━━━ SUPPLIED DATA ━━━
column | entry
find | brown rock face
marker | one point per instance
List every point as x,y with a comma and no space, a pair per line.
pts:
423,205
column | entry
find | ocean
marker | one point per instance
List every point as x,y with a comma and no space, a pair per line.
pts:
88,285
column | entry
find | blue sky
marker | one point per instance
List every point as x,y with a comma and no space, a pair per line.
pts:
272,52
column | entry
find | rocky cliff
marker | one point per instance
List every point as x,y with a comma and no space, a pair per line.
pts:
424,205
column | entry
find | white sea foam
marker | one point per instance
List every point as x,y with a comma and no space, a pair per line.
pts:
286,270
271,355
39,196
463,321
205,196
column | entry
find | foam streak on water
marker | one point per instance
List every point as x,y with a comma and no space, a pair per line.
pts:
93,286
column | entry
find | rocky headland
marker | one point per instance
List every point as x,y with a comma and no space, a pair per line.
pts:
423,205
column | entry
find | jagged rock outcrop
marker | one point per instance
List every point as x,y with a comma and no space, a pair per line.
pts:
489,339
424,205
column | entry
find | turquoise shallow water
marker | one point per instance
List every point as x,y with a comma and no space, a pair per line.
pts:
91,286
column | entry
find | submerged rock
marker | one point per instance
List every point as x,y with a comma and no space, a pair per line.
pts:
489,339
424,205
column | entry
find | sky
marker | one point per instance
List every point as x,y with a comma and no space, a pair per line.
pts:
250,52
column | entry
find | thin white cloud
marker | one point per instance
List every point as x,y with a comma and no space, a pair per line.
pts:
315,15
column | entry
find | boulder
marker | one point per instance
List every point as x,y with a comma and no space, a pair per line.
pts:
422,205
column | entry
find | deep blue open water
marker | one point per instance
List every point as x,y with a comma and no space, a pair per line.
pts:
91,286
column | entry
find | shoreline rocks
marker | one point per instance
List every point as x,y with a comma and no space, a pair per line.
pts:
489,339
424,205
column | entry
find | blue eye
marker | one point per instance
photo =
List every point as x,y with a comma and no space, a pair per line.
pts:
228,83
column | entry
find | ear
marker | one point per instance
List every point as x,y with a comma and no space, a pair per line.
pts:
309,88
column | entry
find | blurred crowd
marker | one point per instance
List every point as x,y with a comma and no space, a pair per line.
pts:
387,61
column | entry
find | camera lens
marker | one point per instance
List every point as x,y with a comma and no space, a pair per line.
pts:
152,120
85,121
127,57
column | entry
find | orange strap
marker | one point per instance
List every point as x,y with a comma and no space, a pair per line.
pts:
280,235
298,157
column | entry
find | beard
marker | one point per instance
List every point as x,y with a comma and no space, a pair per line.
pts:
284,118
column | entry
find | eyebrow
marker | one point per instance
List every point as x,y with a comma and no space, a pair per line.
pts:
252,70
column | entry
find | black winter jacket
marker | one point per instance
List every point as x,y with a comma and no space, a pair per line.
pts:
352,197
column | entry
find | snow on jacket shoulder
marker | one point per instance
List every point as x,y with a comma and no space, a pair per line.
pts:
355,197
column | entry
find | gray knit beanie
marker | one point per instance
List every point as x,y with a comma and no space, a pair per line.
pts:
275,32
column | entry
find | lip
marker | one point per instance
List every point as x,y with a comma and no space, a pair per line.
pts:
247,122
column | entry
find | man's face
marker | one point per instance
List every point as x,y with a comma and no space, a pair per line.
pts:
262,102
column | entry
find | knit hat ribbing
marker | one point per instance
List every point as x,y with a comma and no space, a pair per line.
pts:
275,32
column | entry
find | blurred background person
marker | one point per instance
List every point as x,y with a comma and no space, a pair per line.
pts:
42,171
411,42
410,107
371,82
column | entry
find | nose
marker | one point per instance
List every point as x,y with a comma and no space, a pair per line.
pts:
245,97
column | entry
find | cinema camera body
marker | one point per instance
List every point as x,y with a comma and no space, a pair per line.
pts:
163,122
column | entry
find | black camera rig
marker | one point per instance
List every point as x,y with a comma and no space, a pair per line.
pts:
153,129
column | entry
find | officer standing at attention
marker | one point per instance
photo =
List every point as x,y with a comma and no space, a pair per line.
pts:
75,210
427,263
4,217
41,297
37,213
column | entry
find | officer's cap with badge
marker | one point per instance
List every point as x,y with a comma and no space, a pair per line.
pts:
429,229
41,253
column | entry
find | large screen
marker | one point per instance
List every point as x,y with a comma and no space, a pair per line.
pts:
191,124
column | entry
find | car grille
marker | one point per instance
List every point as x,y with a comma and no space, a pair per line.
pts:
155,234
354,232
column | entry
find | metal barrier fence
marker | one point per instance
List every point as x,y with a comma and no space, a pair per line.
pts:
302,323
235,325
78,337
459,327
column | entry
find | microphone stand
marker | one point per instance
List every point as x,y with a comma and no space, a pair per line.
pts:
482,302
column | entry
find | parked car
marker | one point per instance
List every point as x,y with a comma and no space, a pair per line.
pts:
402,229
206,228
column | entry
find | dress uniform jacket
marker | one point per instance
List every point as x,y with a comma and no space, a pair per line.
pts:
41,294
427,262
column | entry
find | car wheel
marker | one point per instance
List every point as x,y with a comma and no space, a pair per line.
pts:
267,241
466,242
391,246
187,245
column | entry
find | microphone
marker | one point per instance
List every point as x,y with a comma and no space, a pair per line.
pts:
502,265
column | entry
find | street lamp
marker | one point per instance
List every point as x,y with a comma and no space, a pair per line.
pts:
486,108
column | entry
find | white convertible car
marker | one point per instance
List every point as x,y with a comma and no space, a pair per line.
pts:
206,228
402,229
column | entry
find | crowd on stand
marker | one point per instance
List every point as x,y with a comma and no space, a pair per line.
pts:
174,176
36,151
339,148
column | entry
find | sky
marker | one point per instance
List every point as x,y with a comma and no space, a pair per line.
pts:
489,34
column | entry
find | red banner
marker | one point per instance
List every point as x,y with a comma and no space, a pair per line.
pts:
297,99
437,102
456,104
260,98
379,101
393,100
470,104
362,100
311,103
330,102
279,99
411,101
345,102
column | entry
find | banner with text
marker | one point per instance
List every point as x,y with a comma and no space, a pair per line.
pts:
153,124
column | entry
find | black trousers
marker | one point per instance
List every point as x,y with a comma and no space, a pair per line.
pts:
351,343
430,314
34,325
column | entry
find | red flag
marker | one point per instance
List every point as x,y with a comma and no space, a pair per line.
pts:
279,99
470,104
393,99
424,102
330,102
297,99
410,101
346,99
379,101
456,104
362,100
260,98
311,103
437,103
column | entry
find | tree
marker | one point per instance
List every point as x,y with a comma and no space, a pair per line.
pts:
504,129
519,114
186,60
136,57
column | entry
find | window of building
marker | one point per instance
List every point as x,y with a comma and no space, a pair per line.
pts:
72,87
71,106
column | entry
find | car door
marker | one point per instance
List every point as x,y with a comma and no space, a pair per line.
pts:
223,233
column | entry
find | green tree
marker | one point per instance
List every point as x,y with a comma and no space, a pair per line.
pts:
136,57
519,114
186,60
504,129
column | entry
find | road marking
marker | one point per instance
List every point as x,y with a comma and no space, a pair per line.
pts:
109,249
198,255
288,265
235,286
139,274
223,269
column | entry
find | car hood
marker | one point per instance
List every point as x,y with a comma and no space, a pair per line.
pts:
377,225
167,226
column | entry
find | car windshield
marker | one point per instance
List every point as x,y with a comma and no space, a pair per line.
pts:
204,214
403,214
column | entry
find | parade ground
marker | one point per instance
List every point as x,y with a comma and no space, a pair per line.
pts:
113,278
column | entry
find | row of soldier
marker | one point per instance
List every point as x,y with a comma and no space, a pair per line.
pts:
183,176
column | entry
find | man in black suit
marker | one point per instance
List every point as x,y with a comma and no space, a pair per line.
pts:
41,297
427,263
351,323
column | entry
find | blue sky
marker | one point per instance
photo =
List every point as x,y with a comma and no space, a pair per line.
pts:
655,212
━━━
━━━ SUPPLIED DATA ━━━
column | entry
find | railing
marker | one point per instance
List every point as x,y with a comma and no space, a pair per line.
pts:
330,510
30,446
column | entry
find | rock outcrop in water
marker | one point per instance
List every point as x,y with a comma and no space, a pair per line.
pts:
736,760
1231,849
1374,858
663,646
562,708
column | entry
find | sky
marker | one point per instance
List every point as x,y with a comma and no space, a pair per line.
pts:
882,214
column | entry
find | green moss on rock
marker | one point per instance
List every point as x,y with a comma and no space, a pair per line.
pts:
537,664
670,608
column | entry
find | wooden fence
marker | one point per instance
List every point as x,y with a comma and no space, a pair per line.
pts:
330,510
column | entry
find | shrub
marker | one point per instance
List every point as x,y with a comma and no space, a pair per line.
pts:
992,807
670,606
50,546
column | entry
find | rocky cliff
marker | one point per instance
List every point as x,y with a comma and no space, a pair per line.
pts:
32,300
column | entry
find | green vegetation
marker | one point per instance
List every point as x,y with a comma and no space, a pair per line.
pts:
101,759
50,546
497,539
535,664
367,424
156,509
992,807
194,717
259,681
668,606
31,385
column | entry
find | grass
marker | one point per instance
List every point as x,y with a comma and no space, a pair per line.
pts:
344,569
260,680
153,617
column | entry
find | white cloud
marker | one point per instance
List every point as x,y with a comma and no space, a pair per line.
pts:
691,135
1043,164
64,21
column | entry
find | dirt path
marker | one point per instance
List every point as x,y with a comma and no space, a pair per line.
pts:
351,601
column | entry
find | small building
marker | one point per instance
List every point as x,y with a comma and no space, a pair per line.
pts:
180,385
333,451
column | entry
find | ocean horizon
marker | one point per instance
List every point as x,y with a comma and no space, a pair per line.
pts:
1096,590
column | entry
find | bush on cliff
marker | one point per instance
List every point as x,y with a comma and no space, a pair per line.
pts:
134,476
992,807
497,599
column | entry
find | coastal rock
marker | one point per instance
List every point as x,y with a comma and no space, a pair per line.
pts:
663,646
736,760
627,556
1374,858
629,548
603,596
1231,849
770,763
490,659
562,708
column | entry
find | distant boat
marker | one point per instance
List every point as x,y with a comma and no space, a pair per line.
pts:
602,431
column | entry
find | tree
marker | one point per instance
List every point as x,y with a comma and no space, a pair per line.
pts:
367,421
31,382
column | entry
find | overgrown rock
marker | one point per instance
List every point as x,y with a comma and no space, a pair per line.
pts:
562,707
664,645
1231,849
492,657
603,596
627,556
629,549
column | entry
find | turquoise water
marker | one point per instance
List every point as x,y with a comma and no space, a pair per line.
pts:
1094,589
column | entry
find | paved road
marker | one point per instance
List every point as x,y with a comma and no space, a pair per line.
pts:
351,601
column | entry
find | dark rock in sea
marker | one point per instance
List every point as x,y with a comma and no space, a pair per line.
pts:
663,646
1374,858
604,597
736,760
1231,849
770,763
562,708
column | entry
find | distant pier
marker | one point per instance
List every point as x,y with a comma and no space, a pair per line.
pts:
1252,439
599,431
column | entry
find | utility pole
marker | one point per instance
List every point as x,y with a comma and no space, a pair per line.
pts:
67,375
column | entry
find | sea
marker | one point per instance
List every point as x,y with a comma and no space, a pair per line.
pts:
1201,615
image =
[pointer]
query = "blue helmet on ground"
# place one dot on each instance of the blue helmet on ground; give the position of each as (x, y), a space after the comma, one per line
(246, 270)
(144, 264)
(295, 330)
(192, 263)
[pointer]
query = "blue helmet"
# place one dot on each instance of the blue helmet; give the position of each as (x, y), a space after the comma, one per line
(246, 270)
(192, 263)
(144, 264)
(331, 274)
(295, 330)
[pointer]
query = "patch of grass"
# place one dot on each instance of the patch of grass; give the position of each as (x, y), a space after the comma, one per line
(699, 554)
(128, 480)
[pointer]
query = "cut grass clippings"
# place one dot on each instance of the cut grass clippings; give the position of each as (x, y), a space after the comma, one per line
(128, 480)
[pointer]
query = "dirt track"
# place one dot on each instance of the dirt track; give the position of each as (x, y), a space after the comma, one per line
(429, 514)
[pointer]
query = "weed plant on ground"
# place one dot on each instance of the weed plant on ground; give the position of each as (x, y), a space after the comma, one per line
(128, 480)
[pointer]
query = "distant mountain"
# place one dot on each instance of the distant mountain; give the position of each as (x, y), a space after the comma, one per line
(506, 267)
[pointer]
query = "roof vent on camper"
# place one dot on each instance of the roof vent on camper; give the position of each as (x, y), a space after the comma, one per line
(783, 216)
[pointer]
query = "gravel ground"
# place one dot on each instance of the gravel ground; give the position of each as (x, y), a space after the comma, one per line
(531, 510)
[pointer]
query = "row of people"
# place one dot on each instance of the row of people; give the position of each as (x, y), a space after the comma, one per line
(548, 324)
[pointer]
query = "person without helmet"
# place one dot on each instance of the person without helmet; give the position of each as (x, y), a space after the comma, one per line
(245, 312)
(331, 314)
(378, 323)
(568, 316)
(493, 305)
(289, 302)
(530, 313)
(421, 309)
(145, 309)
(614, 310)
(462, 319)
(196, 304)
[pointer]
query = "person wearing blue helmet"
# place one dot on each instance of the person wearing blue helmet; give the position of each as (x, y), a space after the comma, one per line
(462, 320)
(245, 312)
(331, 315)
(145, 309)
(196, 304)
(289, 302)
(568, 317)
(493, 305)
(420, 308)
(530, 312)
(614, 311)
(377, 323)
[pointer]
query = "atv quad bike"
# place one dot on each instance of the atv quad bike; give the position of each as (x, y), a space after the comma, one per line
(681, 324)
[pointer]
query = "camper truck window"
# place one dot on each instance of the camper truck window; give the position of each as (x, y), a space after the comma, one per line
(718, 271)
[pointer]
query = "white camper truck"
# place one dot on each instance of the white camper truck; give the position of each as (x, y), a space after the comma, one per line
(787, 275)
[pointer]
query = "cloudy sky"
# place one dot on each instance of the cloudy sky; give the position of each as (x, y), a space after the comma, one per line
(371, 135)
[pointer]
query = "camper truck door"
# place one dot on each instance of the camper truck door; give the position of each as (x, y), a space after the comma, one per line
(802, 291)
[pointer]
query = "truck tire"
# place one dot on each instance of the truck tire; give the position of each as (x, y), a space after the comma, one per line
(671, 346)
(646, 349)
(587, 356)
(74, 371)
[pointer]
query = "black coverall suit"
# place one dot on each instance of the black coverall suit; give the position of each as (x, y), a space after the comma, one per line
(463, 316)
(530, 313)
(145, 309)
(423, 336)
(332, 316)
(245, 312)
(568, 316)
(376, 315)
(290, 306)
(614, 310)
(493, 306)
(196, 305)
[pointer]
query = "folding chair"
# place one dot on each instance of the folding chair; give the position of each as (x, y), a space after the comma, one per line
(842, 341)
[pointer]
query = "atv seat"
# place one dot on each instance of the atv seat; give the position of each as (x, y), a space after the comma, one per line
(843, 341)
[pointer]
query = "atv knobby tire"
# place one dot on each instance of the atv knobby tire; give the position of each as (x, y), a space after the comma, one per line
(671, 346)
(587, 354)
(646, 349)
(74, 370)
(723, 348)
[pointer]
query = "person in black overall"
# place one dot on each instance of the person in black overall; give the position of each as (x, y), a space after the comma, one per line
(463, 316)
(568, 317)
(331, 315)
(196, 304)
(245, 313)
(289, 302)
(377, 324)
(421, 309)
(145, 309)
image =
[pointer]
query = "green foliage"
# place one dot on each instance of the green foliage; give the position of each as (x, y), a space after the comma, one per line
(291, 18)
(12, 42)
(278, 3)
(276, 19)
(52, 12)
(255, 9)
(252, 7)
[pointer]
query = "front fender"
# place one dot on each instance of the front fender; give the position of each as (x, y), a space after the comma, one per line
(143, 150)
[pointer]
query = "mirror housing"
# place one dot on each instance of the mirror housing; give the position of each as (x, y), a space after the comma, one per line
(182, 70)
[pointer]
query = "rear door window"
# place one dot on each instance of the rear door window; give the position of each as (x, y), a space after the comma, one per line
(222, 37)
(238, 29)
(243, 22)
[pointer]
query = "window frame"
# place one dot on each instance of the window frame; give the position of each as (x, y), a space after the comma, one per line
━━━
WORK TASK.
Copy each line of the listing that carries the word "camera".

RESULT OF THIS TASK.
find | camera lens
find | cinema camera body
find | black camera rig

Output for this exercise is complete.